**EXERCISE**
Please write out the complete listing that follows, exactly as it reads.

----- DATA EXCERPTS

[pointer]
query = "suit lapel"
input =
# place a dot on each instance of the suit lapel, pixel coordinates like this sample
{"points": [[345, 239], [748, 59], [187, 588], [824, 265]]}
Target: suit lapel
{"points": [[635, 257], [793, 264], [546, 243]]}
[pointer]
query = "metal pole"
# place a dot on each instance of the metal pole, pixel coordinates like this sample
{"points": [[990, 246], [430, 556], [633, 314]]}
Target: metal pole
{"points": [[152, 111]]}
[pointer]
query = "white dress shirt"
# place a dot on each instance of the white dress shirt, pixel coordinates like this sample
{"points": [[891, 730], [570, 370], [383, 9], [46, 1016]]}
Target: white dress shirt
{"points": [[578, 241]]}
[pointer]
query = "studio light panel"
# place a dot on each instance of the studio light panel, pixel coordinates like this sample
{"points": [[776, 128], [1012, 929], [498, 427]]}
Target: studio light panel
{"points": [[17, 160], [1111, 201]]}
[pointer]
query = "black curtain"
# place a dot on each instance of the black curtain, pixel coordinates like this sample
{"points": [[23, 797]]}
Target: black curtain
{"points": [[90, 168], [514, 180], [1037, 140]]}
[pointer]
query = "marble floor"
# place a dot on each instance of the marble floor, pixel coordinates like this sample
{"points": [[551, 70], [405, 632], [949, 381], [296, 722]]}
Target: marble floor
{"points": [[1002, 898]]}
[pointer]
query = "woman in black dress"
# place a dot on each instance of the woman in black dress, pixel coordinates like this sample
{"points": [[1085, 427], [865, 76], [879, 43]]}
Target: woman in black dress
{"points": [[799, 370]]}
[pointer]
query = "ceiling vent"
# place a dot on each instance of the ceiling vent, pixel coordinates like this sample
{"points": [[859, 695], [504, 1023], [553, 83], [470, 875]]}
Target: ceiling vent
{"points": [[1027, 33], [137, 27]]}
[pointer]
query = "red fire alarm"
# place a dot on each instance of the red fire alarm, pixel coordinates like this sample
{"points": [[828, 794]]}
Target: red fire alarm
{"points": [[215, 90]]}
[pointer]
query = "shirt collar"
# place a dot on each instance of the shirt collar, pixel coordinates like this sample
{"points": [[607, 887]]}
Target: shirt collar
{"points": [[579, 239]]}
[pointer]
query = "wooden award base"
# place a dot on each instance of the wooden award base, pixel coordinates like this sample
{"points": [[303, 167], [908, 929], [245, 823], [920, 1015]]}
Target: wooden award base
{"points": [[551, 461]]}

----------

**RESULT**
[pointer]
query = "suit lapel"
input =
# place a dot on each instance of the suit lapel, pixel coordinates like this sample
{"points": [[345, 239], [748, 59], [187, 588], [824, 265]]}
Target: suit lapel
{"points": [[635, 257], [793, 264], [546, 243]]}
[pointer]
query = "metal pole"
# place a dot on each instance of the metal pole, pixel coordinates like this sample
{"points": [[990, 246], [430, 556], [633, 314]]}
Target: metal pole
{"points": [[152, 111]]}
[pointer]
query = "white dress shirt"
# place a dot on each instance of the white dress shirt, pixel coordinates like this sample
{"points": [[891, 730], [570, 370], [383, 9], [46, 1016]]}
Target: white dress shirt
{"points": [[578, 241]]}
[pointer]
query = "studio light panel"
# place a dot on each instance of the studio light panel, pixel coordinates like this sample
{"points": [[776, 128], [1012, 929], [498, 427]]}
Target: studio light panel
{"points": [[17, 160], [1111, 201]]}
[pointer]
query = "black curtain"
# place a dot on each instance of the black curtain, pixel coordinates like this sample
{"points": [[23, 797]]}
Target: black curtain
{"points": [[90, 168], [514, 180], [1037, 140]]}
[pointer]
query = "marble floor"
# place a dot on each instance of the marble floor, pixel coordinates like this sample
{"points": [[551, 70], [405, 632], [949, 381], [296, 722]]}
Target: marble floor
{"points": [[1002, 898]]}
[pointer]
query = "woman in black dress"
# place a dot on each instance of the woman in black dress, pixel coordinates like this sample
{"points": [[1085, 427], [865, 76], [879, 43]]}
Target: woman in black dress
{"points": [[799, 370]]}
[pointer]
query = "ceiling vent"
# place a dot on each instance of the ceiling vent, pixel coordinates like this sample
{"points": [[859, 695], [504, 1023], [553, 83], [470, 875]]}
Target: ceiling vent
{"points": [[1027, 33], [137, 27]]}
[pointer]
query = "red fire alarm"
# place a dot on each instance of the red fire alarm, pixel coordinates like this sample
{"points": [[828, 794]]}
Target: red fire alarm
{"points": [[215, 90]]}
[pointer]
query = "shirt collar"
# place a dot on each instance of the shirt collar, pixel coordinates like this sample
{"points": [[607, 887]]}
Target: shirt collar
{"points": [[579, 239]]}
[pointer]
query = "wooden award base"
# place a dot on each instance of the wooden award base, pixel coordinates like this sample
{"points": [[303, 167], [908, 929], [245, 823], [920, 1015]]}
Target: wooden award base
{"points": [[551, 461]]}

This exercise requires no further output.